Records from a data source
---

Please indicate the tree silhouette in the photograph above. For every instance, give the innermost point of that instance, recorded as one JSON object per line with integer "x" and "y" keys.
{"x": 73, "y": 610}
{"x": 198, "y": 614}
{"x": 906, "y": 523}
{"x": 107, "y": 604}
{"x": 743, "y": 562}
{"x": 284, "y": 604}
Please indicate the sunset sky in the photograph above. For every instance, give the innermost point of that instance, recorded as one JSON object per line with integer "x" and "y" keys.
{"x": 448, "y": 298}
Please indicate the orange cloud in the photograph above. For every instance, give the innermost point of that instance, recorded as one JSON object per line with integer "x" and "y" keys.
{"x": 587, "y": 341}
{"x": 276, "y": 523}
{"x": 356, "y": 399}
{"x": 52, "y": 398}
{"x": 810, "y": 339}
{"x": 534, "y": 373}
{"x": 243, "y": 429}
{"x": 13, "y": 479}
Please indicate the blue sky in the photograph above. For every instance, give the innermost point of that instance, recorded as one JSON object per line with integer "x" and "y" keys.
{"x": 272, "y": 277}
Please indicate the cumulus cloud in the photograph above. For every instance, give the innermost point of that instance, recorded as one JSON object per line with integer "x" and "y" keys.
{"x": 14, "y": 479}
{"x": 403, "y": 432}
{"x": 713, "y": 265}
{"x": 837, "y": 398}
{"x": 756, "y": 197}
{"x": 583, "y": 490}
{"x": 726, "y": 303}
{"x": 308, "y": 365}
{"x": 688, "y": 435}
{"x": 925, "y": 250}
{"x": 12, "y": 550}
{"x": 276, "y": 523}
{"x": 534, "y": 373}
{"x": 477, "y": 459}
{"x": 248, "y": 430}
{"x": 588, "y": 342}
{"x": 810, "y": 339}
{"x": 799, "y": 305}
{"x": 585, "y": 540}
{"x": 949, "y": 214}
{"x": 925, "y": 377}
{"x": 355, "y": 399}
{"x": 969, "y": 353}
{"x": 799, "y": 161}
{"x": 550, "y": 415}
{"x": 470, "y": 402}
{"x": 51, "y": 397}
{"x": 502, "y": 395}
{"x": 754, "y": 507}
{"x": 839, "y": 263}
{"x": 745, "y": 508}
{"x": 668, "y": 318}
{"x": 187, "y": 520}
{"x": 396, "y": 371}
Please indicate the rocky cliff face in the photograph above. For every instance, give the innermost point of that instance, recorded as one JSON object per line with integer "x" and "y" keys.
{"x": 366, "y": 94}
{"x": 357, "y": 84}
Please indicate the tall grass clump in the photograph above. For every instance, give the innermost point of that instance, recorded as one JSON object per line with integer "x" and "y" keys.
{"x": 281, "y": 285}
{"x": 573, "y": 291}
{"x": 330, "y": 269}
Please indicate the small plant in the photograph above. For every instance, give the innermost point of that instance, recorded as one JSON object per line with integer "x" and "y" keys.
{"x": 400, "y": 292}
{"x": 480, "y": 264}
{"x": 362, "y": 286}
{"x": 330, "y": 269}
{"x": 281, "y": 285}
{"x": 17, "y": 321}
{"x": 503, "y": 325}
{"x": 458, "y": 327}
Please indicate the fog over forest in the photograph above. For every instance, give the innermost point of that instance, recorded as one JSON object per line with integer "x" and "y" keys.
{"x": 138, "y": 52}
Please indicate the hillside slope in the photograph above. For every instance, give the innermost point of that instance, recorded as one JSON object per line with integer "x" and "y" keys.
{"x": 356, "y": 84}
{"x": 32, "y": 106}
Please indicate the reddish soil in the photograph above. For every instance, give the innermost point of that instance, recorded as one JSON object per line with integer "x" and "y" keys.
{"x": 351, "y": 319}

---

● **What is being asked**:
All records above must be set down exactly, please.

● **Result**:
Please indicate the tree silhouette in the photograph above. For every instance, give the innermost point of that instance, recorded as one JSON object per line with integer "x" and "y" keys.
{"x": 73, "y": 610}
{"x": 198, "y": 614}
{"x": 906, "y": 523}
{"x": 107, "y": 604}
{"x": 743, "y": 562}
{"x": 284, "y": 604}
Please indicate the sunset sky in the photograph above. For every instance, give the innermost point of that instance, recorded as one JSON object per line with integer "x" and "y" keys.
{"x": 448, "y": 298}
Please indicate the orange cloud in the photograph above. For every instance, give the innermost point of that instance, recorded as one JSON object per line with integer "x" and "y" keys.
{"x": 587, "y": 341}
{"x": 276, "y": 523}
{"x": 356, "y": 399}
{"x": 52, "y": 398}
{"x": 810, "y": 339}
{"x": 534, "y": 373}
{"x": 243, "y": 429}
{"x": 13, "y": 479}
Please indicate the blue sky in the photograph above. For every instance, give the innermost point of that instance, recorded as one JSON object per line with integer "x" and "y" keys.
{"x": 272, "y": 277}
Please indicate the cumulus cloud in the photograph above. For every instance, give the innermost point of that instance, recorded as one JSON object per line with integer "x" and "y" keys.
{"x": 14, "y": 479}
{"x": 403, "y": 432}
{"x": 713, "y": 265}
{"x": 837, "y": 398}
{"x": 756, "y": 197}
{"x": 583, "y": 490}
{"x": 726, "y": 303}
{"x": 308, "y": 365}
{"x": 688, "y": 435}
{"x": 925, "y": 250}
{"x": 12, "y": 550}
{"x": 276, "y": 523}
{"x": 534, "y": 373}
{"x": 477, "y": 459}
{"x": 248, "y": 430}
{"x": 588, "y": 342}
{"x": 810, "y": 339}
{"x": 799, "y": 305}
{"x": 585, "y": 540}
{"x": 949, "y": 214}
{"x": 925, "y": 377}
{"x": 355, "y": 399}
{"x": 969, "y": 353}
{"x": 799, "y": 161}
{"x": 550, "y": 415}
{"x": 470, "y": 402}
{"x": 51, "y": 397}
{"x": 502, "y": 395}
{"x": 754, "y": 507}
{"x": 839, "y": 263}
{"x": 745, "y": 508}
{"x": 668, "y": 318}
{"x": 187, "y": 520}
{"x": 396, "y": 371}
Please indicate the rocky cliff face in the photograph above. For every instance, give the innermost point of that instance, recorded as one JSON object per line with integer "x" and "y" keys.
{"x": 366, "y": 94}
{"x": 357, "y": 84}
Please indicate the tall grass clump in the photograph above. For every instance, give the innermost point of that instance, recorded as one JSON object per line with integer "x" and "y" keys.
{"x": 281, "y": 285}
{"x": 573, "y": 291}
{"x": 330, "y": 269}
Please indicate the small plant in the photograph above. For every instance, give the innermost point of that instance, recorded as one JSON object per line with integer "x" and "y" keys.
{"x": 400, "y": 292}
{"x": 480, "y": 264}
{"x": 362, "y": 286}
{"x": 330, "y": 269}
{"x": 281, "y": 285}
{"x": 17, "y": 321}
{"x": 503, "y": 325}
{"x": 458, "y": 327}
Please indicate the fog over forest in the photograph above. For every instance, give the innermost point of that instance, recorded as one JSON object per line with integer "x" and "y" keys.
{"x": 138, "y": 52}
Please indicate the hillside slope in the photograph above. For every instance, give the innermost point of that instance, recorded as one JSON object per line with integer "x" and "y" keys.
{"x": 356, "y": 84}
{"x": 32, "y": 106}
Please indicate the reddish soil in the photograph above. For every instance, give the innermost point of that instance, recorded as one JSON object per line with integer "x" and "y" keys.
{"x": 351, "y": 319}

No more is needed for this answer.